> _Entries from a data source_
○ ○ ○ ○
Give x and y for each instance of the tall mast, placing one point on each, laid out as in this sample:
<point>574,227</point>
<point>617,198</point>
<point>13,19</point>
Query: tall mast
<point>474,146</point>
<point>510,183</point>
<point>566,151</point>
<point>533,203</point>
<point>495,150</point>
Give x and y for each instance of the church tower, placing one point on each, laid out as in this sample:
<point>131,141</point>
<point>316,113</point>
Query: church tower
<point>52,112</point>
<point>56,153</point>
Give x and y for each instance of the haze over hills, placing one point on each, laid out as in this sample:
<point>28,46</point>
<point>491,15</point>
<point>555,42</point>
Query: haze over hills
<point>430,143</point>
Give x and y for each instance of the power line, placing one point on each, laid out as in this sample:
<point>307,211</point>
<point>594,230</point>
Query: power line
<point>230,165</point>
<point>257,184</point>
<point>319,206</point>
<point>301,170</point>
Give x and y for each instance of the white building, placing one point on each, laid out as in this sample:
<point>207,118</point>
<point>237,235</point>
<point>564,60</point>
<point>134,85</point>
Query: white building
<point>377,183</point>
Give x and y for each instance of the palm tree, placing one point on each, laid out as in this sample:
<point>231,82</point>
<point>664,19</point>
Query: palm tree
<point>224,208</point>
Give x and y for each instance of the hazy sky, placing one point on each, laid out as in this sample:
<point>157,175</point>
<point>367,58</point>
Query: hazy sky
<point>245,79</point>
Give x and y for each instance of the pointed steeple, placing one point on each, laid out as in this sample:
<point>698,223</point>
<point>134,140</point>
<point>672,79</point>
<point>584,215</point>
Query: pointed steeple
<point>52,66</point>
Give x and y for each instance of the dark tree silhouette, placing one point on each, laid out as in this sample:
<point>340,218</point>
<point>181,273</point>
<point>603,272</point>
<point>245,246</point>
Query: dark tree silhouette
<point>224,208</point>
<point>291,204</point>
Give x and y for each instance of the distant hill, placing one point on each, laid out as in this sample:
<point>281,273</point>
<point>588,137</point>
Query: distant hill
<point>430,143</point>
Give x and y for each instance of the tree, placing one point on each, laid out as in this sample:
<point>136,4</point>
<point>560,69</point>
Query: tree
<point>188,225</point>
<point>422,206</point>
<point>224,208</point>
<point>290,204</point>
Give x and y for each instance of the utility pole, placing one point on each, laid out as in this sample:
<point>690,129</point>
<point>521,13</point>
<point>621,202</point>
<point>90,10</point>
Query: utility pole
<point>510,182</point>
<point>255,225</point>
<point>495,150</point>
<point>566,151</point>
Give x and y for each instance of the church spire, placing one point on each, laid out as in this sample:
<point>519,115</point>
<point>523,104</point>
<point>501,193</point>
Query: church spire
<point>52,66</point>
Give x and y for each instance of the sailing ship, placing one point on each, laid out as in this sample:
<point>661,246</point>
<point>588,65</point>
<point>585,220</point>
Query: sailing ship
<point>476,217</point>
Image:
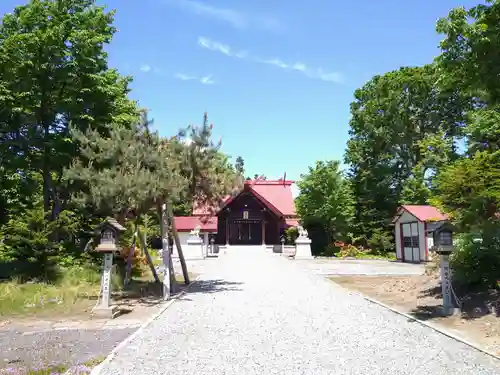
○ ○ ○ ○
> _WRITTEN REQUEST_
Extract every line of the entries above and reproduce each one verbatim, leaving out the pictures.

> _REPLY TO THE EXERCISE_
Give x and y for each instance of the tall mast, placing one point on each, laid out as in this sample:
<point>574,227</point>
<point>617,198</point>
<point>13,19</point>
Query: tall mast
<point>474,146</point>
<point>510,183</point>
<point>566,151</point>
<point>533,203</point>
<point>495,150</point>
Give x and y for each instance of the church tower, placing one point on each, laid out as in this sample:
<point>131,141</point>
<point>316,113</point>
Query: church tower
<point>52,112</point>
<point>56,153</point>
Give x and y for each instance of the haze over hills, placing one point on each, laid out as in this sample:
<point>28,46</point>
<point>491,15</point>
<point>555,42</point>
Query: haze over hills
<point>430,143</point>
Give x and y for each instance of the power line, placing one point on each, laid out as in this sample:
<point>307,211</point>
<point>594,230</point>
Query: power line
<point>230,165</point>
<point>257,184</point>
<point>319,206</point>
<point>301,170</point>
Give x and y for each instance of the white building, placing one point on each, laid out as in this sample:
<point>207,118</point>
<point>237,235</point>
<point>564,60</point>
<point>134,85</point>
Query: white building
<point>377,183</point>
Give x and y for each instance of the palm tree, placing one point on each, laid out as in this sample:
<point>231,82</point>
<point>664,19</point>
Query: palm tree
<point>224,208</point>
Give x and y for each instance of the hazy sky, placing one point on each, laid out as in this sample:
<point>157,175</point>
<point>367,58</point>
Query: hazy sky
<point>245,79</point>
Give x and y for each instance of the pointed steeple, placing one point on each, laid out as in this sample:
<point>698,223</point>
<point>134,140</point>
<point>672,79</point>
<point>584,215</point>
Query: pointed steeple
<point>52,66</point>
Give x and y for each instance of the dark tree silhouette, placing one point on each, laid out as in this sample:
<point>340,218</point>
<point>181,273</point>
<point>603,272</point>
<point>245,246</point>
Query: dark tree silhouette
<point>224,208</point>
<point>291,204</point>
Give x and y for each instance of the distant hill, placing one point on each, laid out as in this sample:
<point>281,273</point>
<point>588,137</point>
Query: distant hill
<point>430,143</point>
Give x and y for each instance of the tree, placing one point on each, laid out as in this sample:
<point>136,4</point>
<point>560,69</point>
Query: tree
<point>188,225</point>
<point>422,206</point>
<point>224,208</point>
<point>290,204</point>
Give x and y for each instance of the utility pole, placing one point on each, laid out as in this sample:
<point>690,129</point>
<point>521,13</point>
<point>621,202</point>
<point>90,10</point>
Query: utility pole
<point>510,182</point>
<point>255,225</point>
<point>495,150</point>
<point>566,151</point>
Give x and y for each instance of the church spire, placing one point on each, laid out as in this sample:
<point>519,115</point>
<point>523,104</point>
<point>501,193</point>
Query: church spire
<point>52,66</point>
Give x and y for each instance of the sailing ship, placing one point on each, laid out as in this sample:
<point>661,246</point>
<point>588,65</point>
<point>585,220</point>
Query: sailing ship
<point>476,217</point>
Image:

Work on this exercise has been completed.